## Goal:
Could you quote from the listing below, from the line with "of the airplane" up to and including the line with "x=832, y=316", reproducing only those lines word for word?

##### Available data #####

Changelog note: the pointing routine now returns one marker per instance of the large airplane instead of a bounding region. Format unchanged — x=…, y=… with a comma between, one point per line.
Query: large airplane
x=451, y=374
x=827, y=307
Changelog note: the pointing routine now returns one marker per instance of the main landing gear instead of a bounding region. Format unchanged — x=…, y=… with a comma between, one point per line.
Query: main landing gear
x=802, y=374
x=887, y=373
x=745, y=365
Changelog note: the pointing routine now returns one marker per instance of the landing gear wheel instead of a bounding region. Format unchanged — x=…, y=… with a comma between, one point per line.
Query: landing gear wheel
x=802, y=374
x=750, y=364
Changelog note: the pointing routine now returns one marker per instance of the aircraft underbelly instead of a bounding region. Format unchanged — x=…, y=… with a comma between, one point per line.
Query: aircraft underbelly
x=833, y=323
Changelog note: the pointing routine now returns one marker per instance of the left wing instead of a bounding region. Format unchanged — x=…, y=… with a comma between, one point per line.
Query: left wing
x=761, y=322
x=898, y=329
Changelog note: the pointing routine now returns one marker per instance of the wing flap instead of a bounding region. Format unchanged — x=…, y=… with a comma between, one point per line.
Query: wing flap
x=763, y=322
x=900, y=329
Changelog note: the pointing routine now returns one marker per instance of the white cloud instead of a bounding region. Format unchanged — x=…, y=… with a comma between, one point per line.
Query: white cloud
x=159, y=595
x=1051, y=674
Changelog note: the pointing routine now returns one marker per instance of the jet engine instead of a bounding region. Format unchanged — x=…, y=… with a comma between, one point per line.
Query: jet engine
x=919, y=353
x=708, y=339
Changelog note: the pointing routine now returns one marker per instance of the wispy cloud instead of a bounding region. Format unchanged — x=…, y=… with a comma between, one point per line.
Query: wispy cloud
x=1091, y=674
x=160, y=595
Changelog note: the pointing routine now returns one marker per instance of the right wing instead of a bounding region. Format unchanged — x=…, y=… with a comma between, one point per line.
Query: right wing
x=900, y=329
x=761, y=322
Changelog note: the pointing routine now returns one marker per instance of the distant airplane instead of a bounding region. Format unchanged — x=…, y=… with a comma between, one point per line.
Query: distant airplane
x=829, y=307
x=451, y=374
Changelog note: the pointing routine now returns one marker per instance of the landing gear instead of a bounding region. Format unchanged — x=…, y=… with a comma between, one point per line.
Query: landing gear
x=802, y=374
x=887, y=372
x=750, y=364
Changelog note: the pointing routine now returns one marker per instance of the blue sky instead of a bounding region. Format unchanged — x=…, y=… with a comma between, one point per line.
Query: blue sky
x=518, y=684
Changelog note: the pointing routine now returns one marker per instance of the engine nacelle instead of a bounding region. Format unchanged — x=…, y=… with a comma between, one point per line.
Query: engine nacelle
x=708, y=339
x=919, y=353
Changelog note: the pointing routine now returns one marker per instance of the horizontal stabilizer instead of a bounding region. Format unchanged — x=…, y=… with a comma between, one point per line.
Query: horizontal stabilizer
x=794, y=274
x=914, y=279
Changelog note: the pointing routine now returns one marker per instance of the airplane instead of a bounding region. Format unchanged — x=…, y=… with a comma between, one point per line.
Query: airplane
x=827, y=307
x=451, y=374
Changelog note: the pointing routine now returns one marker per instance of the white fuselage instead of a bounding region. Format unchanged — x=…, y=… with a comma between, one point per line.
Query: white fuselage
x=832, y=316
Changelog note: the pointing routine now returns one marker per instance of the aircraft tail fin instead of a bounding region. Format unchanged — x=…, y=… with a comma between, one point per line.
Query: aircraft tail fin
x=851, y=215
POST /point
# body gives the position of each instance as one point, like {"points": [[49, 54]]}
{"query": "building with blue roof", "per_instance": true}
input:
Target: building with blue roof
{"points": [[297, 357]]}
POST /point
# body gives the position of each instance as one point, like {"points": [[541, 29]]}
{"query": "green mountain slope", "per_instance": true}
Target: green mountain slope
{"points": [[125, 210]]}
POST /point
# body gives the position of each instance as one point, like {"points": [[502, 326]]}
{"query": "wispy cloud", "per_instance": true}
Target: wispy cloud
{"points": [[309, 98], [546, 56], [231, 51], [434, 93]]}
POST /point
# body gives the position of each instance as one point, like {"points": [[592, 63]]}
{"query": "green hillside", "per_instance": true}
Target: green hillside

#####

## Solution:
Changelog note: the pointing routine now returns one marker per instance of the airplane instead of a bounding region. Format unchanged — x=…, y=… with a comma between, one point per line.
Query: airplane
x=827, y=307
x=451, y=374
Changelog note: the pointing routine now returns one marker per instance of the white fuselage instead of a bounding region. Format unchanged — x=…, y=… with a comma between, one point per line.
Query: white fuselage
x=832, y=316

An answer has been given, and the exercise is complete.